:: SELECTED PASSAGE ::

:::::

Sometimes you have to lose something before you can find it... (part 1)

I have so little time left to sleep before I have to drive back to Adelaide, so this is going to be a short entry, which I am hoping to be able to come to back and expand on later...

Tonight, I truly almost lost my mind...

And in almost losing my mind, I was finally able to begin to find it...

I found out that inside, I have never truly escaped my mother (who is a completely different person now, and was mentally ill and an abuse victim herself, at the time... and not someone who was deliberately abusing me)...

I found out that sex scares the living hell out of me because although I more than know how to do it, I have absolutely no idea of how to process it...

Darren won more than one impossible, un-winable situation (and/or possibly fights - as at times it felt completely like a fight for my soul)... and so even though I still (sort of?) have no idea of what is going on with my relationship... between the sex revelations and some other things I am beginning to be able to see in myself, I am beginning to wonder, if perhaps I am in this relationship because I actually want to be afterall... Perhaps my misgivings are more about being unable to process sex and adult feelings and adult concepts and relationships, more than they are about the actual person I am in the relationship with...

:::::

:: STORED RECORDS ::
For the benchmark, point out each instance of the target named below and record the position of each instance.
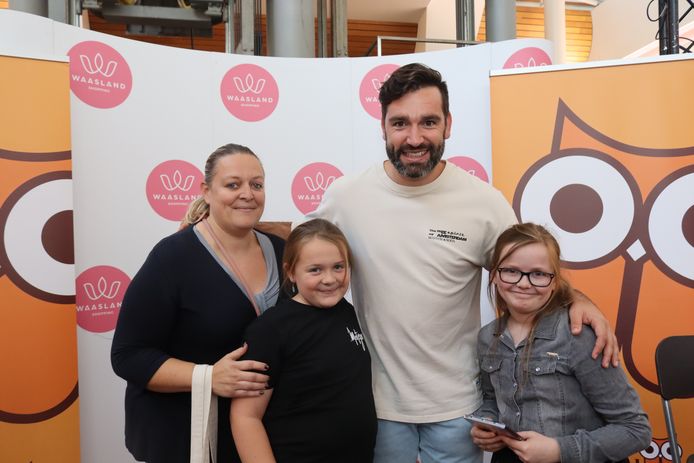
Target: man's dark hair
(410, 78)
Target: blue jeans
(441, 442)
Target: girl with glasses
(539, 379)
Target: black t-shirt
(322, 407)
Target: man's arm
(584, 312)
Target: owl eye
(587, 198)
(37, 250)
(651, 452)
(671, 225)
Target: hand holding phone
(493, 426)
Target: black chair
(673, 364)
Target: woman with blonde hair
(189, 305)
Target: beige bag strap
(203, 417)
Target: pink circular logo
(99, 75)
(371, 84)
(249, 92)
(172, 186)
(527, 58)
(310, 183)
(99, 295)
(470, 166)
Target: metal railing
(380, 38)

:::::

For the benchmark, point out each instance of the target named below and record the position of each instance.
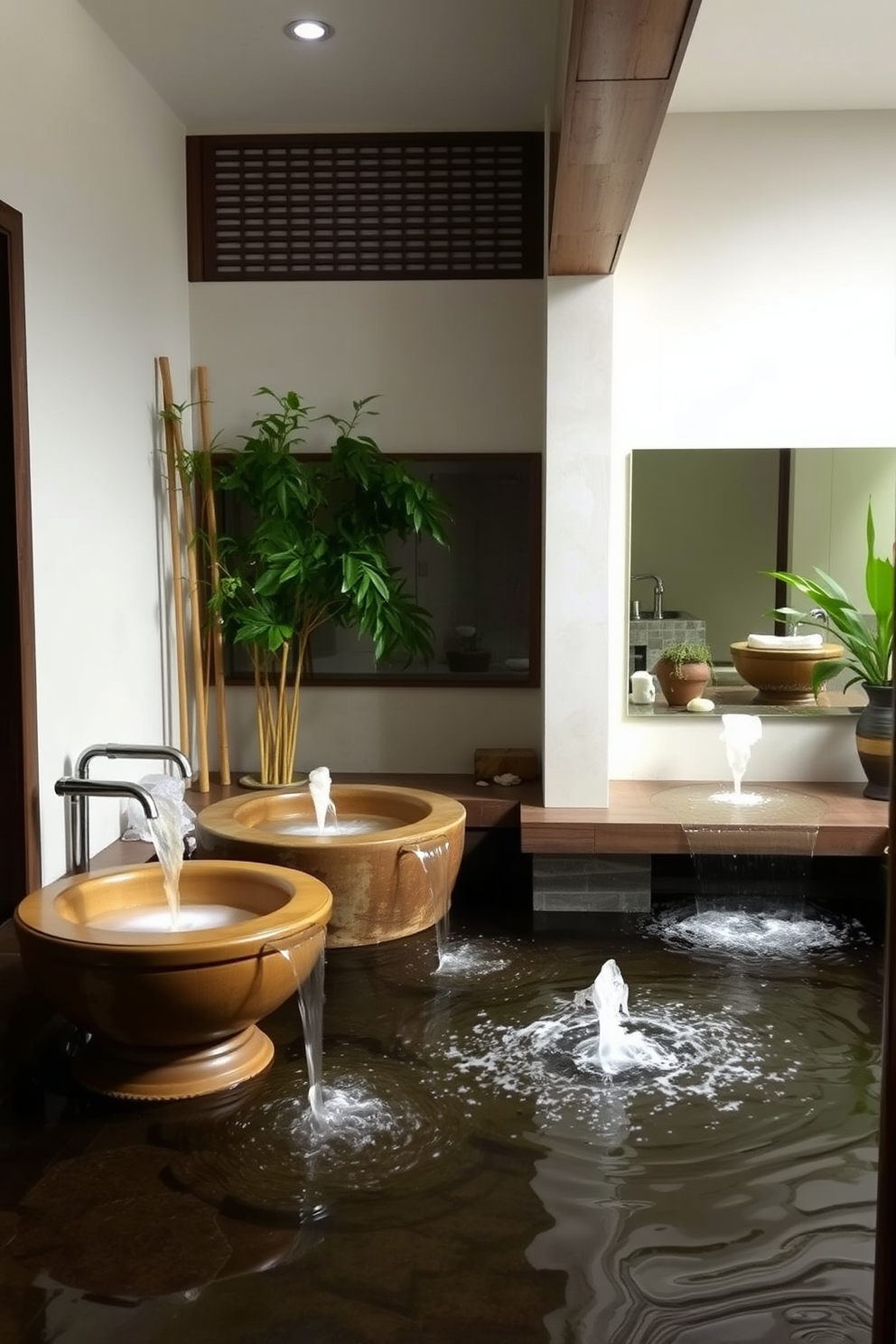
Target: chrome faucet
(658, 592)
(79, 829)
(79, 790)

:::::

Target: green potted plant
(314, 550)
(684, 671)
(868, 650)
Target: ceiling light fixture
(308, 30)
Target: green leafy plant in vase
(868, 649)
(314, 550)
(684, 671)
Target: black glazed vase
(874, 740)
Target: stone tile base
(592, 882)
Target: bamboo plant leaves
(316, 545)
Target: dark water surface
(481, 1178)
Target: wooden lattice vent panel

:::::

:: TO DO ::
Rewrite the diary entry starting at the words "And in almost" and stopping after "to process it...", replacing "mother" with "father". You won't need the rows for any of this.

:: TASK OUTPUT ::
And in almost losing my mind, I was finally able to begin to find it...

I found out that inside, I have never truly escaped my father (who is a completely different person now, and was mentally ill and an abuse victim herself, at the time... and not someone who was deliberately abusing me)...

I found out that sex scares the living hell out of me because although I more than know how to do it, I have absolutely no idea of how to process it...